(Object outline annotations)
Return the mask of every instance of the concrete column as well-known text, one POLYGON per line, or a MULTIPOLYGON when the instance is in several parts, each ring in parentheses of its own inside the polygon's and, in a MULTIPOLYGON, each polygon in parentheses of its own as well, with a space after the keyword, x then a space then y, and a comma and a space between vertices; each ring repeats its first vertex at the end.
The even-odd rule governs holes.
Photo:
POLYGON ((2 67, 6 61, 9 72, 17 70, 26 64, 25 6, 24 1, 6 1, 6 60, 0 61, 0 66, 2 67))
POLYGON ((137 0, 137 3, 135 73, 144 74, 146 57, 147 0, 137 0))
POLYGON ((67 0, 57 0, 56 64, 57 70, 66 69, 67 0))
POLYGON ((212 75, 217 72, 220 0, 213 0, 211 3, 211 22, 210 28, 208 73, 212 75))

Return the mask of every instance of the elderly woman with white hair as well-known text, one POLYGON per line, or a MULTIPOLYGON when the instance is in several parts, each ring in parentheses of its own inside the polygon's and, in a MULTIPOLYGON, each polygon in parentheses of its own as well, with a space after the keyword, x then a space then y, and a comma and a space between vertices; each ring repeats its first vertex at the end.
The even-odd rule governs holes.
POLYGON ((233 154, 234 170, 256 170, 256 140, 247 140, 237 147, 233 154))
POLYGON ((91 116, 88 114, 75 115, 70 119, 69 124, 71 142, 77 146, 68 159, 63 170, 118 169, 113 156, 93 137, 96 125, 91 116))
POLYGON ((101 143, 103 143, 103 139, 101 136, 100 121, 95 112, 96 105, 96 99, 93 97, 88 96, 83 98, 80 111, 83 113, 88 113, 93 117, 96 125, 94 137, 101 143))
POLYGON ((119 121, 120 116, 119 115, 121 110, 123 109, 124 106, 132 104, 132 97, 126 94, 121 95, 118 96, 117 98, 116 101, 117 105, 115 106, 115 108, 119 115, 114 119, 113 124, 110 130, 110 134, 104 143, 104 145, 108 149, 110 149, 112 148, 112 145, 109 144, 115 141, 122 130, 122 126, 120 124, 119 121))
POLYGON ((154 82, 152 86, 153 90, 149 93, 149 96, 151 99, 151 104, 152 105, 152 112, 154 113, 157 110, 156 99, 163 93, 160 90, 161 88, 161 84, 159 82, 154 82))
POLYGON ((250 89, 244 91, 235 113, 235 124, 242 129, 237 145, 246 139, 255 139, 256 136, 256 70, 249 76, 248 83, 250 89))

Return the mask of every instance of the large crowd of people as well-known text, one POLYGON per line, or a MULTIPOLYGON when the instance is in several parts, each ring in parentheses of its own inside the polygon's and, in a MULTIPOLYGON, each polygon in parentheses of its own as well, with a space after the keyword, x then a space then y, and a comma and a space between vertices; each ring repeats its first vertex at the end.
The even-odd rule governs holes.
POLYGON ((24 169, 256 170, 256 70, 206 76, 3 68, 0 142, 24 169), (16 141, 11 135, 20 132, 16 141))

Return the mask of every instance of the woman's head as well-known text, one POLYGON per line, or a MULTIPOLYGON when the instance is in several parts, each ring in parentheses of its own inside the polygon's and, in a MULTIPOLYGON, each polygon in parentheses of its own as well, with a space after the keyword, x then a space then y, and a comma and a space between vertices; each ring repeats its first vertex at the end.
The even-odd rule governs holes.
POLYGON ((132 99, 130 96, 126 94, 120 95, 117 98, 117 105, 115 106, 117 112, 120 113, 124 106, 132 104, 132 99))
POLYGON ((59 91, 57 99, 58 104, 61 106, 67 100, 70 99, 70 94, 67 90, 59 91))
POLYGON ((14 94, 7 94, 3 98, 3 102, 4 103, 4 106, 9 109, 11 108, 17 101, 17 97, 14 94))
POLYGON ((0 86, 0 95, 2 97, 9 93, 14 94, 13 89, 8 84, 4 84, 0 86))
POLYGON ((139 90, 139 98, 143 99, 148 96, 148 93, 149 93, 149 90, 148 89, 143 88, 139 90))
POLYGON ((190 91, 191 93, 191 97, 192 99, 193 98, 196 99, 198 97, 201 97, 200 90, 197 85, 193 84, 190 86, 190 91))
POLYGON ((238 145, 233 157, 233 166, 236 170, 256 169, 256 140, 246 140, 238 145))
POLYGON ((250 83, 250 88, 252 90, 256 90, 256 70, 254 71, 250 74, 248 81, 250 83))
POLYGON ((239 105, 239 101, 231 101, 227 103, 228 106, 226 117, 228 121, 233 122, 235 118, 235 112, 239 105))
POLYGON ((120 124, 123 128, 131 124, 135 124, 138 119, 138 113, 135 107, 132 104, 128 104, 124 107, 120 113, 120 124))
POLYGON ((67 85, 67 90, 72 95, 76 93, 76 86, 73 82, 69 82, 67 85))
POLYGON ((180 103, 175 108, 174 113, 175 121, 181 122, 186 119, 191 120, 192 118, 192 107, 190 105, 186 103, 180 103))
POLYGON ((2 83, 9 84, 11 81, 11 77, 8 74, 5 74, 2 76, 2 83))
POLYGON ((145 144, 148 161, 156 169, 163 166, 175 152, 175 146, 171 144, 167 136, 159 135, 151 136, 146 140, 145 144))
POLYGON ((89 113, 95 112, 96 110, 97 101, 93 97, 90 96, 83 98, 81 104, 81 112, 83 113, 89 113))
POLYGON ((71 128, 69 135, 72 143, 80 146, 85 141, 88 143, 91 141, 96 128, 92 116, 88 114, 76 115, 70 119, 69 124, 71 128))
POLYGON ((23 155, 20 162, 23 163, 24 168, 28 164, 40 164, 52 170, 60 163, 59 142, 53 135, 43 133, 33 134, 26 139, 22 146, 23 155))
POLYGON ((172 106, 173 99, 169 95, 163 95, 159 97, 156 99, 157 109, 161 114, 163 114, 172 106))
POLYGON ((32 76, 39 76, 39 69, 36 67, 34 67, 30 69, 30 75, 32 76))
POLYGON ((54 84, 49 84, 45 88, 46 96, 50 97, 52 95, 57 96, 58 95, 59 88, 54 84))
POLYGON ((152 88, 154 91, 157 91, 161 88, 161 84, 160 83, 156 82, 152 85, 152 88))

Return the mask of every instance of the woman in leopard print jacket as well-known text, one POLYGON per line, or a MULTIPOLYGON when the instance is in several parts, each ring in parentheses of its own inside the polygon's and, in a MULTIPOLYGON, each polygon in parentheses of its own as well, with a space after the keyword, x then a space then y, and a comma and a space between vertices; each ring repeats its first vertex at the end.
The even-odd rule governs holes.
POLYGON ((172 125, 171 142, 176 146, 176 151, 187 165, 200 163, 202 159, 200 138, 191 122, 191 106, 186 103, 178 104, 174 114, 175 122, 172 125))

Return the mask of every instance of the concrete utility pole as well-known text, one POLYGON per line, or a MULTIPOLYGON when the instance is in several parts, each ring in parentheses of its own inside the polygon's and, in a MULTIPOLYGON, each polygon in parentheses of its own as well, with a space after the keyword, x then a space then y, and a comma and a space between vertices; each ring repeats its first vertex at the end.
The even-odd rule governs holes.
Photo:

## SHORT EXERCISE
Copy every line of the items above without changing anything.

## ANSWER TO THIS PROBLEM
Return the mask of every instance of the concrete column as well-known text, one POLYGON per line, or a MULTIPOLYGON when the instance is in several parts, each ring in parentheses of its own inside the polygon's and, in a MULTIPOLYGON, each polygon in parentheses of its own as well, with a space after the keyword, x then a space then y, and a comma and a space between vertices; each ring repeats its first vertex at the end.
The even-odd rule governs holes.
Photo:
POLYGON ((2 67, 6 61, 9 72, 17 70, 26 64, 25 6, 24 1, 6 1, 6 60, 0 61, 0 66, 2 67))
POLYGON ((137 0, 137 3, 135 73, 144 74, 146 57, 147 0, 137 0))
POLYGON ((67 0, 57 0, 56 64, 57 70, 66 69, 67 0))
POLYGON ((212 75, 217 72, 220 0, 213 0, 211 3, 211 22, 210 28, 208 73, 212 75))

Return the mask of every instance of the elderly woman with white hair as well-known text, one POLYGON per line, or a MULTIPOLYGON when the instance is in several parts, each ring in parentheses of its own inside the polygon's and, in a MULTIPOLYGON, each polygon in parentheses of its own as well, with a space after the keyword, x then a space then y, and a comma and a space between vertices; each ring repeats its first vertex at the end.
The even-odd rule governs holes.
POLYGON ((233 154, 234 170, 256 170, 256 140, 247 140, 237 147, 233 154))
POLYGON ((91 116, 88 114, 75 115, 70 119, 69 124, 71 142, 77 146, 68 159, 63 170, 118 169, 113 156, 93 137, 96 125, 91 116))
POLYGON ((101 143, 103 143, 103 139, 101 136, 100 121, 95 112, 96 105, 96 99, 93 97, 88 96, 83 98, 80 111, 83 113, 88 113, 93 117, 96 125, 94 137, 101 143))
POLYGON ((119 121, 120 116, 119 115, 121 110, 123 109, 124 106, 132 104, 132 97, 126 94, 121 95, 118 96, 117 98, 116 101, 117 105, 115 106, 115 108, 119 115, 114 119, 113 124, 110 130, 110 134, 104 143, 104 145, 108 149, 110 149, 112 148, 112 145, 109 144, 115 141, 122 130, 122 126, 120 124, 119 121))
POLYGON ((154 82, 152 86, 153 90, 149 93, 149 96, 151 99, 151 104, 152 105, 152 112, 154 113, 157 110, 156 99, 163 93, 160 90, 161 88, 161 84, 159 82, 154 82))
POLYGON ((250 89, 244 91, 235 113, 235 124, 242 129, 237 145, 246 139, 255 139, 256 136, 256 70, 249 76, 248 83, 250 89))

Return the mask of every instance of the large crowd of people as well-known text, one POLYGON per line, or a MULTIPOLYGON when the instance is in several parts, each ring in parentheses of its own inside the polygon's and, in a MULTIPOLYGON, each polygon in parentheses of its own as well, with a space after the keyword, x then a space then y, and a comma and a space between vertices; each ring repeats its first vertex at the end.
The even-odd rule governs holes.
POLYGON ((24 169, 256 170, 256 70, 206 76, 3 68, 0 142, 24 169), (16 141, 11 135, 20 132, 16 141))

Return the mask of every instance of the woman's head as well-known text, one POLYGON per line, or a MULTIPOLYGON when the instance is in several parts, each ring in parentheses of its own inside the polygon's and, in a MULTIPOLYGON, each polygon in parentheses of its own as well, with a space after the keyword, x then a space then y, and a comma and a space between vertices; each ring repeats its first vertex at the end.
The even-odd rule governs holes.
POLYGON ((132 99, 130 96, 126 94, 120 95, 117 98, 117 105, 115 106, 117 112, 120 113, 124 106, 132 104, 132 99))
POLYGON ((59 91, 57 99, 58 104, 61 106, 67 100, 70 99, 70 94, 67 90, 59 91))
POLYGON ((14 94, 7 94, 3 98, 3 102, 4 103, 4 106, 9 109, 11 108, 17 101, 17 97, 14 94))
POLYGON ((0 86, 0 95, 2 97, 9 93, 14 94, 13 89, 8 84, 4 84, 0 86))
POLYGON ((139 90, 139 98, 143 99, 148 96, 148 93, 149 93, 149 90, 148 89, 143 88, 139 90))
POLYGON ((190 91, 191 93, 191 97, 192 99, 193 98, 196 99, 198 97, 201 97, 200 90, 197 85, 193 84, 190 86, 190 91))
POLYGON ((238 145, 233 157, 233 166, 236 170, 256 169, 256 140, 246 140, 238 145))
POLYGON ((250 83, 250 88, 252 90, 256 90, 256 70, 254 71, 250 74, 248 81, 250 83))
POLYGON ((239 105, 239 101, 231 101, 227 103, 228 106, 226 117, 228 121, 233 122, 235 118, 235 112, 239 105))
POLYGON ((120 124, 123 128, 131 124, 135 124, 138 119, 138 113, 135 107, 132 104, 128 104, 124 107, 120 113, 120 124))
POLYGON ((67 85, 67 90, 72 95, 76 93, 76 86, 73 82, 69 82, 67 85))
POLYGON ((180 103, 175 108, 174 113, 175 121, 181 122, 186 119, 191 120, 192 118, 192 107, 190 105, 186 103, 180 103))
POLYGON ((2 83, 9 84, 11 81, 11 77, 8 74, 5 74, 2 76, 2 83))
POLYGON ((145 144, 148 161, 156 169, 163 166, 175 152, 175 146, 171 144, 167 136, 159 135, 151 136, 146 140, 145 144))
POLYGON ((89 113, 95 112, 96 110, 97 101, 93 97, 90 96, 83 98, 81 104, 81 112, 83 113, 89 113))
POLYGON ((71 128, 69 135, 72 143, 80 146, 85 141, 88 143, 91 141, 96 128, 92 116, 88 114, 76 115, 70 119, 69 124, 71 128))
POLYGON ((23 155, 20 162, 23 163, 24 168, 28 164, 40 164, 52 170, 60 163, 59 142, 53 135, 43 133, 33 134, 26 139, 22 146, 23 155))
POLYGON ((172 106, 173 99, 169 95, 163 95, 159 97, 156 99, 157 109, 161 114, 163 114, 172 106))
POLYGON ((32 76, 39 76, 39 69, 36 67, 34 67, 30 69, 30 75, 32 76))
POLYGON ((54 84, 49 84, 45 88, 46 96, 50 97, 52 95, 57 96, 58 95, 59 88, 54 84))
POLYGON ((152 88, 154 91, 157 91, 161 88, 161 84, 160 83, 156 82, 152 85, 152 88))

Return the mask of every instance of the woman in leopard print jacket as well-known text, one POLYGON per line, or a MULTIPOLYGON when the instance is in several parts, each ring in parentheses of its own inside the polygon's and, in a MULTIPOLYGON, each polygon in parentheses of its own as well, with a space after the keyword, x then a space then y, and a comma and a space between vertices; each ring repeats its first vertex at the end.
The even-odd rule governs holes.
POLYGON ((172 125, 171 142, 176 146, 176 151, 187 165, 200 163, 202 159, 200 138, 191 122, 191 106, 186 103, 178 104, 174 114, 175 122, 172 125))

Return the mask of every instance of the concrete utility pole as well-known text, one POLYGON per line, or a MULTIPOLYGON when the instance is in several parts, each ring in parentheses of its own inside the polygon's and, in a MULTIPOLYGON, each polygon in parentheses of its own as well, with a space after the keyword, x then a space then y, and a comma and a space between vertices; each ring repeats its first vertex at the end.
The even-odd rule governs holes.
Photo:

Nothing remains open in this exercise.